- [SHORT EXERCISE]:
Extract the stretch of lines that starts at the line with "Thank you for the photograph. Please indicate the curb" and ends at the last line of the data below. Give it exactly, without pictures.

* start *

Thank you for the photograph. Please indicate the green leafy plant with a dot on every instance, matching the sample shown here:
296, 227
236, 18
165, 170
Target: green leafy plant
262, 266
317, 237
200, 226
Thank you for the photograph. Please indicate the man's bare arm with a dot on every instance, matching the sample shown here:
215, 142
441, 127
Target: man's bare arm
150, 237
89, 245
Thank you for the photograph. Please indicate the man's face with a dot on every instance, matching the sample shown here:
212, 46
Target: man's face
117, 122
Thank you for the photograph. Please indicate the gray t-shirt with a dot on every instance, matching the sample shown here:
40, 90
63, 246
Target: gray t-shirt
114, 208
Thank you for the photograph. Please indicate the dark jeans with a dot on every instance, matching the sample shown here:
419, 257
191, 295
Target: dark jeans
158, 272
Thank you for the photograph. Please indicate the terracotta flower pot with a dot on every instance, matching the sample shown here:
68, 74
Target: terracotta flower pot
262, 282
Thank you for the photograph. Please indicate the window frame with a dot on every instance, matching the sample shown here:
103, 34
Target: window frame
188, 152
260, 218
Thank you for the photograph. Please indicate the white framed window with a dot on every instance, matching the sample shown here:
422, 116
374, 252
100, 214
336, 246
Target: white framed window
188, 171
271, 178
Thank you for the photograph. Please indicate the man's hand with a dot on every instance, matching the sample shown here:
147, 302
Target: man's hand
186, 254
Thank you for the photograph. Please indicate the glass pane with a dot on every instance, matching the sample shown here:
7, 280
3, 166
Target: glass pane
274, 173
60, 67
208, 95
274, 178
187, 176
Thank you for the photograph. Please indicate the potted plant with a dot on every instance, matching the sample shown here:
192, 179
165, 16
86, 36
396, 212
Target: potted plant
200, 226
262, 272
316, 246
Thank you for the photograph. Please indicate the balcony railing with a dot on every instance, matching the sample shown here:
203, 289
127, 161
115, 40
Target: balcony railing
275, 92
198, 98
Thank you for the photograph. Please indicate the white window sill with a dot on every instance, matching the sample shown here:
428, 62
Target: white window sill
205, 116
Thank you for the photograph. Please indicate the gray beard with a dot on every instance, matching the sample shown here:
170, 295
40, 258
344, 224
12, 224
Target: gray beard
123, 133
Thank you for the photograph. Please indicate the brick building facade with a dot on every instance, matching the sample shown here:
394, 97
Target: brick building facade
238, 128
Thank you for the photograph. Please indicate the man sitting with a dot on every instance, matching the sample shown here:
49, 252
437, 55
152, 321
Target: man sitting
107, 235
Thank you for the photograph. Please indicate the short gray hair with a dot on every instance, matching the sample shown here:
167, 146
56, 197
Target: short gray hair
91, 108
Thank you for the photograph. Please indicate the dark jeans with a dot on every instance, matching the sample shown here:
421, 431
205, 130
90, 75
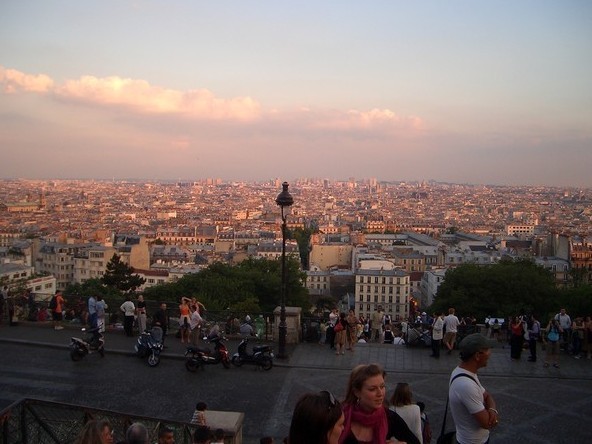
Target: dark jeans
128, 325
436, 346
532, 347
577, 344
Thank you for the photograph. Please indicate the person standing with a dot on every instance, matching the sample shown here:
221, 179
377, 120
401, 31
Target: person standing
161, 319
376, 324
141, 314
565, 323
472, 406
516, 338
129, 309
451, 324
437, 335
352, 329
578, 329
554, 332
534, 333
366, 417
333, 318
58, 311
340, 333
101, 309
184, 317
195, 322
92, 311
3, 299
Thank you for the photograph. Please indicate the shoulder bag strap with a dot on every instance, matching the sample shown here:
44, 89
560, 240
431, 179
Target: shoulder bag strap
448, 399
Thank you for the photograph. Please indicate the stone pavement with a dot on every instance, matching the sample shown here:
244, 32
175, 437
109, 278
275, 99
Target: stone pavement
542, 405
396, 358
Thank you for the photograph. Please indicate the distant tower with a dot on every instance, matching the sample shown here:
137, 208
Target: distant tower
42, 201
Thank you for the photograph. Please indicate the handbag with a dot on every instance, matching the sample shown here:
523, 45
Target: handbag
449, 437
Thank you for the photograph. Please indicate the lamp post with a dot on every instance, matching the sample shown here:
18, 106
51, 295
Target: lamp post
284, 200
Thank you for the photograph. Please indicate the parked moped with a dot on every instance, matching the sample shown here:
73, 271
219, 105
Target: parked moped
199, 356
261, 356
93, 342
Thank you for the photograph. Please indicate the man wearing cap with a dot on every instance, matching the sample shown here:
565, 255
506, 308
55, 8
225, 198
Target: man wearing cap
472, 407
376, 324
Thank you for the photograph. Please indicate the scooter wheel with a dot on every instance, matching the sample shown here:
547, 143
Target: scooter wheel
75, 355
266, 363
153, 360
191, 365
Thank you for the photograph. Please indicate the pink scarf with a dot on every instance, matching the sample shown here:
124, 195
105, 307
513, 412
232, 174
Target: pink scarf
377, 420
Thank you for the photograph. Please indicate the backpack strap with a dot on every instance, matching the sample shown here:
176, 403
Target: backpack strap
448, 399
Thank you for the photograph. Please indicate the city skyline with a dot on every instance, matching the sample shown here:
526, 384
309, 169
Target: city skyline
484, 93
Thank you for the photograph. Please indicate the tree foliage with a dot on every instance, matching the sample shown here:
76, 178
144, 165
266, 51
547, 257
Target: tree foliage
504, 289
121, 276
255, 283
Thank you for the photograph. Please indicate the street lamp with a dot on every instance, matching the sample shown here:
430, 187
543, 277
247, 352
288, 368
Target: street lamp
284, 200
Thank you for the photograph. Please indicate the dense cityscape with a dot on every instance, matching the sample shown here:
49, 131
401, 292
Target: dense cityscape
360, 227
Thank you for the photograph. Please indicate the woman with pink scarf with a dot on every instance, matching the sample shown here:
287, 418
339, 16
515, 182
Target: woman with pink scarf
367, 419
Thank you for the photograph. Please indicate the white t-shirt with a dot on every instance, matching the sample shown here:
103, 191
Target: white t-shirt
128, 308
564, 320
466, 399
412, 417
451, 322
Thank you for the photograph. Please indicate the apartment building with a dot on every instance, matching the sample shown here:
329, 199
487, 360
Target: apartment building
387, 288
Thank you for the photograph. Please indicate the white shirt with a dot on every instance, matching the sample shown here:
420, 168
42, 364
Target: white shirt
466, 399
564, 320
411, 414
128, 308
437, 328
451, 322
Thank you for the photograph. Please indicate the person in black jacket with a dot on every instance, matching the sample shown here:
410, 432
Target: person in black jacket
366, 416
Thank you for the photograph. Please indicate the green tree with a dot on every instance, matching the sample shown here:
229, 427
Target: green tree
504, 289
252, 282
121, 276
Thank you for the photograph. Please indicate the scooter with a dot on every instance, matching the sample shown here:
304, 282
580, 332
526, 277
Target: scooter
93, 342
149, 345
262, 355
199, 356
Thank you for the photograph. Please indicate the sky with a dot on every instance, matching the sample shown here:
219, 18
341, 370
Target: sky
462, 91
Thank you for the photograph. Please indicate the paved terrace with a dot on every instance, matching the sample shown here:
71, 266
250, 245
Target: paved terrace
538, 404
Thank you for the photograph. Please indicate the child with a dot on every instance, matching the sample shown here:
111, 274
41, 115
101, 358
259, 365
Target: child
218, 437
426, 430
199, 416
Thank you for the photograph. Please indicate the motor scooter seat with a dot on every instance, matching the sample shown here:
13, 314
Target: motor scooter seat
198, 350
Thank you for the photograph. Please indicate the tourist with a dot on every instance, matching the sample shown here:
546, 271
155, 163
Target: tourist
317, 419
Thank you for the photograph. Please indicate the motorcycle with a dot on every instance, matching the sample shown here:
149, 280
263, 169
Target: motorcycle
262, 355
199, 356
93, 342
149, 345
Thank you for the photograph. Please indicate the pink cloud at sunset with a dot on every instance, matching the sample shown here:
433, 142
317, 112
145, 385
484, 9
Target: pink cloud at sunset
143, 98
14, 81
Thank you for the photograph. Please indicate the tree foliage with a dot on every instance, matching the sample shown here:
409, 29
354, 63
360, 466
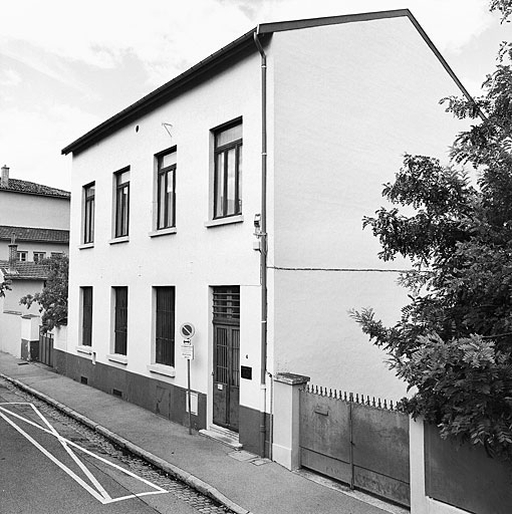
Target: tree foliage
53, 299
453, 342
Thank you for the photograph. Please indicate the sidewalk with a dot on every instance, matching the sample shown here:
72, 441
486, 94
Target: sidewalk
255, 486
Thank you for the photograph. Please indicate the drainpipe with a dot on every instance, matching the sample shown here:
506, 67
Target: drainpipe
263, 241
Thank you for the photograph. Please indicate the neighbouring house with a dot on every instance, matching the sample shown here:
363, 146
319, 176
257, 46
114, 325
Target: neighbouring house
263, 254
34, 224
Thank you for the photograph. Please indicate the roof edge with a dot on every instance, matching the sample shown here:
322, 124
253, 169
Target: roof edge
152, 100
123, 117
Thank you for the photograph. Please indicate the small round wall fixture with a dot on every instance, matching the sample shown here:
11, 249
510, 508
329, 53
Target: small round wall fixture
187, 330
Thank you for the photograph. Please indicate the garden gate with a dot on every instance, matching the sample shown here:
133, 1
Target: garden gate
356, 440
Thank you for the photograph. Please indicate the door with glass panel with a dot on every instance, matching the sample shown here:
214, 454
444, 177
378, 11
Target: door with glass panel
226, 356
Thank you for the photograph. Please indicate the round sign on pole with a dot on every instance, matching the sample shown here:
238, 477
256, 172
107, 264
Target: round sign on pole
187, 330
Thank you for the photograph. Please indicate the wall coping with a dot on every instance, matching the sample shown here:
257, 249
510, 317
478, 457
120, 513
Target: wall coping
291, 378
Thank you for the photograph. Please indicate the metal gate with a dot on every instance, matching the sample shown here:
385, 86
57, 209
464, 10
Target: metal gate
46, 348
226, 356
356, 440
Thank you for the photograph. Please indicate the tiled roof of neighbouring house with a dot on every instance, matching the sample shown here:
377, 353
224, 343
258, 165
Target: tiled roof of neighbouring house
41, 235
24, 271
31, 188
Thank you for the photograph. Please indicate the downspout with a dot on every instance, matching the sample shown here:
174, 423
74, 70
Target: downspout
263, 242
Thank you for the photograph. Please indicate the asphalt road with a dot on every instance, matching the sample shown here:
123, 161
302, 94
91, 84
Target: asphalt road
51, 464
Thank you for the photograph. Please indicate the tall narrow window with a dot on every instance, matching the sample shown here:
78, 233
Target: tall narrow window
166, 190
89, 192
87, 316
228, 171
122, 200
164, 330
39, 256
120, 320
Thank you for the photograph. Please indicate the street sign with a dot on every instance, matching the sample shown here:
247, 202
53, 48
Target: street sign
187, 331
187, 350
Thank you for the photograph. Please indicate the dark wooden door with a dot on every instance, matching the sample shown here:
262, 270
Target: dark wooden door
226, 357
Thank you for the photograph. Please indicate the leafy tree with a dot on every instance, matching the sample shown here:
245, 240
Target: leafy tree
53, 299
453, 342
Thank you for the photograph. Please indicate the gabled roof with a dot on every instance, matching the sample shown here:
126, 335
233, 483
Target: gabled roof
24, 271
34, 234
243, 44
31, 188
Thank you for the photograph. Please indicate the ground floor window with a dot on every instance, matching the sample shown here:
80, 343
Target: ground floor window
120, 320
86, 316
164, 325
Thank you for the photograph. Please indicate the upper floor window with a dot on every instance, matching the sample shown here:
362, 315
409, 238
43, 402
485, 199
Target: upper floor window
166, 190
39, 256
122, 202
89, 195
164, 326
227, 199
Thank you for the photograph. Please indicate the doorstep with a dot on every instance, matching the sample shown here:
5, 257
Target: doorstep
222, 435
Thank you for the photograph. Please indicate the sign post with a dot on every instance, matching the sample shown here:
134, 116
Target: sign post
187, 331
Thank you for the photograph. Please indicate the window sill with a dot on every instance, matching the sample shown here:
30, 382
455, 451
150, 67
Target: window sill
118, 359
117, 240
163, 232
224, 221
87, 350
161, 369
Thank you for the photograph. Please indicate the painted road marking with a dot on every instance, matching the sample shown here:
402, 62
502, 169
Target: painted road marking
96, 490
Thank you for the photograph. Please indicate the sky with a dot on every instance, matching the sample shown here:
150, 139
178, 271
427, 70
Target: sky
65, 66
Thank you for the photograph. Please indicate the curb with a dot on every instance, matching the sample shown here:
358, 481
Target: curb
194, 482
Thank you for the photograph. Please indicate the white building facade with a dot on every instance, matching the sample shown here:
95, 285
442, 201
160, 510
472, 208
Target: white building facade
167, 213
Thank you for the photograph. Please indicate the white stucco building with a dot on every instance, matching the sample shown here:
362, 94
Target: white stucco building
168, 222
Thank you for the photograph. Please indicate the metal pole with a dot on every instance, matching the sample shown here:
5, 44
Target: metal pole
189, 399
351, 442
263, 241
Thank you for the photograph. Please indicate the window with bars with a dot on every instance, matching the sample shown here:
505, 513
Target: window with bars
166, 190
120, 320
226, 322
227, 199
86, 316
226, 305
122, 202
88, 221
165, 325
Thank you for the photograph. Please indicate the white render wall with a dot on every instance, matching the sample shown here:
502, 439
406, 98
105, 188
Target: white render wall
193, 258
350, 100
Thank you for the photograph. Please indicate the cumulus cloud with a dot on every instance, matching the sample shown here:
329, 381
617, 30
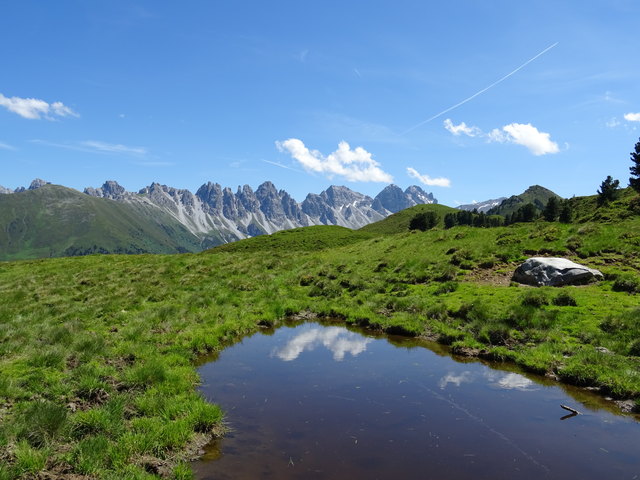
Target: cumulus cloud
34, 108
427, 180
355, 165
525, 134
461, 128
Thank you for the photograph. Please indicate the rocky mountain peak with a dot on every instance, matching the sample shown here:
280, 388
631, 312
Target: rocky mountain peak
110, 189
392, 199
341, 196
37, 183
418, 195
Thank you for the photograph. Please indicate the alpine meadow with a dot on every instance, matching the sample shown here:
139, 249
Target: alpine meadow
319, 240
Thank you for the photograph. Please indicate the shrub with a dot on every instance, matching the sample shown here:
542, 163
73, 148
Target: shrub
41, 422
627, 282
446, 287
535, 298
565, 299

* end *

- [FULL OUTPUT]:
Thank you for the photograph. Please indicate the curb with a dot on every instance, matching the sample shown here:
358, 481
Target: curb
194, 482
Thank you for the photograph. Please indicate the white building facade with a dot on every instance, matching the sample shown here:
95, 285
442, 201
160, 510
472, 208
Target: white building facade
167, 213
Thank you for the photograph. Please indicate the white stucco building with a dot on every instance, matching the sample shown here:
362, 94
Target: white stucco building
168, 222
Thank you for the photograph. Please indicate the metal pole with a dot on every instance, matching the sample shown here:
5, 44
Target: metal pole
189, 399
351, 442
263, 241
Thank you for the photograph. Please indicate the window with bars with a dot on every instance, matching the sample shown here:
505, 513
Target: window with bars
166, 190
120, 320
226, 322
227, 199
86, 316
226, 305
122, 202
88, 221
165, 325
Thank you for the photograph. Please indicate the white render wall with a dot on every instance, matching the sample shown here:
502, 439
406, 98
105, 188
Target: white render wall
193, 258
350, 100
Thank you for the photograph. Please indicate the cumulus cloud with a dot on every instance, matching the sample shown here:
329, 381
617, 30
Target: cumulus cloud
34, 108
427, 180
355, 165
525, 134
461, 128
Thank you for the photograph. Please indicate the rocky mountain peak with a dot on every instance, matching the sample shown here:
280, 388
631, 312
Target: rocky mountain peak
110, 189
392, 199
341, 196
37, 183
418, 195
Thank you for the photograph. Please indicate the alpine meadow with a dot on every instance, matching the sample shown here:
139, 249
Target: alpine meadow
319, 240
Thank you for the photograph. Please indicate the shrub with a dot on every instance, matching the sample shown here:
542, 163
73, 148
Target: shrub
41, 422
627, 282
446, 287
535, 298
565, 299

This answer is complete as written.